→ Work to do
Print all the entries verbatim.

┌──

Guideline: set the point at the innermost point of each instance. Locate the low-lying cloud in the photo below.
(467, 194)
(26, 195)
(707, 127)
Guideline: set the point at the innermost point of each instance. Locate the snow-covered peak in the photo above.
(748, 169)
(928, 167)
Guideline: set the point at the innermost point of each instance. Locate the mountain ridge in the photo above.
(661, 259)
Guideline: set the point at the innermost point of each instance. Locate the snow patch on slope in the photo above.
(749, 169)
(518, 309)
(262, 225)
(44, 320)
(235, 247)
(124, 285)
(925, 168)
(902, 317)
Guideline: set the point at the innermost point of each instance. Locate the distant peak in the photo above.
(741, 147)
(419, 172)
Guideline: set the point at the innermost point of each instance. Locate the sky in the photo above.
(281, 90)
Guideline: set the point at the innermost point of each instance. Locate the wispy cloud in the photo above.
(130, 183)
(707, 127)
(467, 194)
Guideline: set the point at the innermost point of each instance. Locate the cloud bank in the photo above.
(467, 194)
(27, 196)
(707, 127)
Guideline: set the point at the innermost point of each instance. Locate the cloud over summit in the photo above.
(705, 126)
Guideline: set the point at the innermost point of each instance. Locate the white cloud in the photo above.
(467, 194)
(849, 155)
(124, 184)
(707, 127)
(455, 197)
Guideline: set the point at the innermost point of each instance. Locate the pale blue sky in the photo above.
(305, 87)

└──

→ Response to this exercise
Guideline: set the point at the innermost point of each instance. Locate the low-lying cloud in the photo below.
(467, 194)
(26, 195)
(707, 127)
Guideline: set the point at the innermost point of each instance. Locate the snow-covered peak in the photo above.
(748, 169)
(928, 167)
Guideline: set the point at the innermost point of each instance. Locate the mountain ridge in the photo above.
(661, 259)
Guideline: set the point at the innermost point of each instance. Locate the snow patch on slope in the photo above.
(749, 169)
(518, 309)
(262, 225)
(44, 320)
(235, 247)
(124, 285)
(925, 168)
(902, 317)
Guideline: set the point at the innermost point of each instance. Locate the distant peak in the photo above.
(741, 147)
(419, 172)
Guideline: set the point at the innermost point of each instance. Locate the sky in the photo above.
(281, 90)
Guideline: set the point at the innermost point of each instance. Locate the wispy cloud in the photo above.
(130, 183)
(707, 127)
(467, 194)
Guideline: set the point at the innermost point of each instance. Locate the cloud bank in the photo above.
(467, 194)
(27, 196)
(707, 127)
Guideline: set the point at the innermost point of each instance. Locate the cloud over summit in the photo above.
(705, 126)
Guideline: set the point at the innermost point of each instance. Locate the white cloud in the photo above.
(467, 194)
(849, 155)
(124, 184)
(707, 127)
(455, 197)
Guideline: set the point at the innermost point of each instance. Locate the pale blue sky in the photo above.
(305, 87)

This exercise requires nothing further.